What this task involves
In the text on the Battle of Bornos, what name and date did historian Digby Smith give the 1812 battle?

Reading passage
Commanders and leaders
- Nicolas Conroux: Francisco Ballesteros

Strength
- 4,500: 8,500

Casualties and losses
- 500: 1,500 600 captured 4 guns captured 2 colours captured

= Battle of Bornos (1812) =

1812 battle during the Peninsular War

The Battle of Bornos on 31 May 1812, saw a Spanish force led by Francisco Ballesteros attack an Imperial French division under Nicolas François Conroux. Though the Spanish achieved surprise, the outnumbered French soldiers fought back and drove off their assailants. The Spanish suffered losses considerably higher than the French. Bornos is located on Route 342 about 40 mi northeast of Jerez de la Frontera. The battle occurred during the Peninsular War, part of the Napoleonic Wars.

==Battle==
In March 1812, General of Division Nicolas François Conroux held the town with a division of 5,445 men in eight battalions plus attached artillery. Francisco Ballesteros left Gibraltar in early May and marched toward Bornos. Covered by a fog, the Spanish troops attacked the town and gained an initial advantage. However, Conroux was able to rally his troops and began launching a series of counterattacks. The French troops included the 9th Light and 96th Line Infantry Regiments, the 5th Chasseurs à Cheval Regiment, and a squadron of the 2nd Chasseurs à Cheval. At length, Conroux was able to defeat Ballesteros, capturing 600 Spanish soldiers, four cannons, and two colors. Historian Digby Smith listed the French units as two battalions each of the 9th Light and 96th Line, one battalion of the 16th Light, and the 5th Chasseurs à Cheval for a total of 4,500 men. He noted that Ballesteros lost 1,500 casualties and four cannons out of a total force of 8,500 troops. This author named the battle "Cadiz" and gave a date of 1 June. David Gates wrote that the French lost about 500 casualties and agreed with Smith that Conroux's men inflicted total losses of about 1,500 on their enemies.

Before, an earlier Battle of Bornos occurred on 5 November 1811. Three French columns were unsuccessful in an attempt to trap a Spanish force led by Ballesteros. So instead, the Spanish general lashed out at one of the pursuing columns, inflicting 100 casualties and inducing an entire French-allied Spanish Juramentado battalion to change sides. Smith called this a French victory.

Data provided
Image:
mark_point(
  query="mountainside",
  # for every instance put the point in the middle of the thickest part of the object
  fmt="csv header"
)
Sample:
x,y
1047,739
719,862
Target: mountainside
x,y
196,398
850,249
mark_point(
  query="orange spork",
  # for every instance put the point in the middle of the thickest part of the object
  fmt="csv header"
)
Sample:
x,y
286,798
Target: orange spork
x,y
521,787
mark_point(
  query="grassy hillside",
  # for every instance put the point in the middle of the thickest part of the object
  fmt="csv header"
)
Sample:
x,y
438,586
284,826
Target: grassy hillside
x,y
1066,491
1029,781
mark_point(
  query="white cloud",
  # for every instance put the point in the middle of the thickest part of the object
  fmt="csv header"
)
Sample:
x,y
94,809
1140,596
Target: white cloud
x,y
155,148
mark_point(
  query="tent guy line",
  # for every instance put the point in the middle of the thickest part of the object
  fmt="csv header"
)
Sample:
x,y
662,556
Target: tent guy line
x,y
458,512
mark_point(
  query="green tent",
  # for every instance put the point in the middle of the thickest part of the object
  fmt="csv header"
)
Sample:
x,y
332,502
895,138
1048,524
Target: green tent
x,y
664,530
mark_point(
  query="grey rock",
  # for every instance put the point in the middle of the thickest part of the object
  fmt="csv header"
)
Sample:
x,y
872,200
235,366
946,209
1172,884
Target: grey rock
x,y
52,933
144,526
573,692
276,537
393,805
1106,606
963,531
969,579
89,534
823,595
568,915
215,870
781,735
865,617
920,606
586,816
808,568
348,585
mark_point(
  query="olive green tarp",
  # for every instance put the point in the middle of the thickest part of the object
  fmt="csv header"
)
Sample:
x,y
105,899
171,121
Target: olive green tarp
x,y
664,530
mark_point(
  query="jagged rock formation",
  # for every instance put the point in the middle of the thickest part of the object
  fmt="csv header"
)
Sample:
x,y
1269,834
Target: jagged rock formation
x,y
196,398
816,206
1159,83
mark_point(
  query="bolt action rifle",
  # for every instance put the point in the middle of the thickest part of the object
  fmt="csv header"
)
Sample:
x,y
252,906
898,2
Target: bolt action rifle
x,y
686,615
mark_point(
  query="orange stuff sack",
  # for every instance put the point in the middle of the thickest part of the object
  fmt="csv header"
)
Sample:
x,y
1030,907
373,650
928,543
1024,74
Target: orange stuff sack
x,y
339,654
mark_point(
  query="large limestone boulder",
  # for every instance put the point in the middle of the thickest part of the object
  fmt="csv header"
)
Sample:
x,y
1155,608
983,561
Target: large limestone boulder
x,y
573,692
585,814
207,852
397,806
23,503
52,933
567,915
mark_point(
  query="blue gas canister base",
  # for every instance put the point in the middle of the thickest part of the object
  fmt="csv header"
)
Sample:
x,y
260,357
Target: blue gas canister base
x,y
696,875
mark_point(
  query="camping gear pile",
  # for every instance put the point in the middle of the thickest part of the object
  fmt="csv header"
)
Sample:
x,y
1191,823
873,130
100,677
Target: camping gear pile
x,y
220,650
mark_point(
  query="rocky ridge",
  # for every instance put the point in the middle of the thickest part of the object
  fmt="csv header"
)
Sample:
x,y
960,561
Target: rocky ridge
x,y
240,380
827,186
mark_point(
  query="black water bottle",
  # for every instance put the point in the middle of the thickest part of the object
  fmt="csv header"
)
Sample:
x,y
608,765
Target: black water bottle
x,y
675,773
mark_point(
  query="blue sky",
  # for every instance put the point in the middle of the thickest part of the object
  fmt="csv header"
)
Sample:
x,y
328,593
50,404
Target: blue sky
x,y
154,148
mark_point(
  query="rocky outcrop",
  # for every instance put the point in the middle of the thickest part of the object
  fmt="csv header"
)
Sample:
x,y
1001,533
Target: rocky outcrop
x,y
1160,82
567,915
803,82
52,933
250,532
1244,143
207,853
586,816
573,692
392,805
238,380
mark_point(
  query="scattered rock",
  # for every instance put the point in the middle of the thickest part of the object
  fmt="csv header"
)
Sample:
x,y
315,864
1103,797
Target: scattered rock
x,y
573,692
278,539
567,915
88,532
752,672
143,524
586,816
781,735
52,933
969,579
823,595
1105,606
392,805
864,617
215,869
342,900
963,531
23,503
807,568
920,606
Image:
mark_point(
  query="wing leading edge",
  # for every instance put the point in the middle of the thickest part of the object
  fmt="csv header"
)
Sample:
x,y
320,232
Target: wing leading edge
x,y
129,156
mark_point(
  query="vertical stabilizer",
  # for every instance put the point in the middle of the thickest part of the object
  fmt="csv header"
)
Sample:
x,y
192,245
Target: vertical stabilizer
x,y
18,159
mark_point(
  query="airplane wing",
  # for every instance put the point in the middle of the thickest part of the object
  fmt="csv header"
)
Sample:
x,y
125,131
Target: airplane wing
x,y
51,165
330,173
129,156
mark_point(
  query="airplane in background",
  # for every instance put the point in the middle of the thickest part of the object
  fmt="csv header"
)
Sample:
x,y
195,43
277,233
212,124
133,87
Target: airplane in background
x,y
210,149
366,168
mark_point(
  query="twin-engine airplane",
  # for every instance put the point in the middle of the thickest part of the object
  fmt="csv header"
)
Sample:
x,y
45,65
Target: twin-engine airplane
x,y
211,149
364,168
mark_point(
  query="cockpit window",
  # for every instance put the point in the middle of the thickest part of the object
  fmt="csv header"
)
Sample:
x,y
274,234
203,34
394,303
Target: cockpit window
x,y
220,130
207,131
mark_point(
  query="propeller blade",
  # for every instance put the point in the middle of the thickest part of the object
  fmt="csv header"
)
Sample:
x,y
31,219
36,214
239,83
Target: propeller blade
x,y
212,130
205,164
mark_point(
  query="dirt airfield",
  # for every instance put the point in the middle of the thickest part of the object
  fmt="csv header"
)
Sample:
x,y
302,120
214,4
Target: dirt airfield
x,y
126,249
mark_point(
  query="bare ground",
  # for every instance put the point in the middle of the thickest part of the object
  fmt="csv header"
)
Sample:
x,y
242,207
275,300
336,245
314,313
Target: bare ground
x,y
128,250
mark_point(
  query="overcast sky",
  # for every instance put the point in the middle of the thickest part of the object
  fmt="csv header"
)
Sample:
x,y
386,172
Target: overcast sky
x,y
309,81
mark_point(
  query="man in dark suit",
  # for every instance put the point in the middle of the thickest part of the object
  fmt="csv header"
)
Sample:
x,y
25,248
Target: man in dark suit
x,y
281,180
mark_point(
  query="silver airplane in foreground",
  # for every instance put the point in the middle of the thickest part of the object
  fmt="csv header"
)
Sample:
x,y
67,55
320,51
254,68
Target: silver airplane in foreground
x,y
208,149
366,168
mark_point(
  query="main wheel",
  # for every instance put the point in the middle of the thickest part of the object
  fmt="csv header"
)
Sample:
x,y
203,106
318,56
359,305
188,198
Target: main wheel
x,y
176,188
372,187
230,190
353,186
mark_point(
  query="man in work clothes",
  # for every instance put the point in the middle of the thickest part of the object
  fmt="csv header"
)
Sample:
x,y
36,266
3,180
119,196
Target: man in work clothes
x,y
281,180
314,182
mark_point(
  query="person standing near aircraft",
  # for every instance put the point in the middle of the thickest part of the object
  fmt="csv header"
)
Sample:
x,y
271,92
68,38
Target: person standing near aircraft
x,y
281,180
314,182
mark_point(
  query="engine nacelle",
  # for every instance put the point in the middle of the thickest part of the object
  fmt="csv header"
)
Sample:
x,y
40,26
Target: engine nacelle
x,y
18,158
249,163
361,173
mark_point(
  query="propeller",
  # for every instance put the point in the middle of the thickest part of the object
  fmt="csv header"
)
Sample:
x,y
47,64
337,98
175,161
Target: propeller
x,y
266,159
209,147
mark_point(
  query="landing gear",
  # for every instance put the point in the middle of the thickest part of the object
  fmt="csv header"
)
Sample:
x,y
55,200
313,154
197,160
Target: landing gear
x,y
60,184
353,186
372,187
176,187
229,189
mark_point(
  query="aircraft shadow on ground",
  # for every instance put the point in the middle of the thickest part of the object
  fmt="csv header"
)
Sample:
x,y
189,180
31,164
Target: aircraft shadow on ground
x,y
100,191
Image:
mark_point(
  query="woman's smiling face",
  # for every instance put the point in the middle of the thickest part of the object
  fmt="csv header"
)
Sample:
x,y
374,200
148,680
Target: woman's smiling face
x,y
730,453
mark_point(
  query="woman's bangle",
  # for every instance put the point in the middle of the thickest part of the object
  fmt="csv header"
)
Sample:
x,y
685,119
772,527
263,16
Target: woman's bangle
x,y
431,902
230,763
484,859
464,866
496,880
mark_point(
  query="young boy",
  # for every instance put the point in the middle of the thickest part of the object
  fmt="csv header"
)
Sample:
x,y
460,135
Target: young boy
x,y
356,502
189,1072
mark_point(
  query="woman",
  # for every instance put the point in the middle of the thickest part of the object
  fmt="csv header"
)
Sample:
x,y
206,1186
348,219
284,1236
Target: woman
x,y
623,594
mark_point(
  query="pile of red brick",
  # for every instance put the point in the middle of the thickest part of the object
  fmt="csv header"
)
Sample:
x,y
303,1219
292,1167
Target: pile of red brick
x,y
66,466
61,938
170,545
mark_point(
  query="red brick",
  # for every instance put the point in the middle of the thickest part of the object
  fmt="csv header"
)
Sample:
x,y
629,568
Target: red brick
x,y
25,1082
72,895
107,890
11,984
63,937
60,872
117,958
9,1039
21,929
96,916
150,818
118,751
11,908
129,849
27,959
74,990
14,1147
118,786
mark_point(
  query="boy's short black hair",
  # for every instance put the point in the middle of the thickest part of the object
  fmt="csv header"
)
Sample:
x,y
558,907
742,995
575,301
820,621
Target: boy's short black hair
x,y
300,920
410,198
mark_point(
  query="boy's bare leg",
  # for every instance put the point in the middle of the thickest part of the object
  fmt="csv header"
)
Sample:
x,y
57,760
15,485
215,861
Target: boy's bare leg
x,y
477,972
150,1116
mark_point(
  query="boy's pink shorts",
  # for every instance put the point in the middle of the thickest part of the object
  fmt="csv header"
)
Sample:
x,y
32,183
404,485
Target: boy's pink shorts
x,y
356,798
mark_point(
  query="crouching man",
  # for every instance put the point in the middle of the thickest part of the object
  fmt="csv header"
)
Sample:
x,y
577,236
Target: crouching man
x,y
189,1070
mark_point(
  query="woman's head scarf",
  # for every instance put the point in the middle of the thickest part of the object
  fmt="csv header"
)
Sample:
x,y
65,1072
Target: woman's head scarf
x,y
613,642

Solution to the exercise
He named it "Cadiz" and dated it 1 June.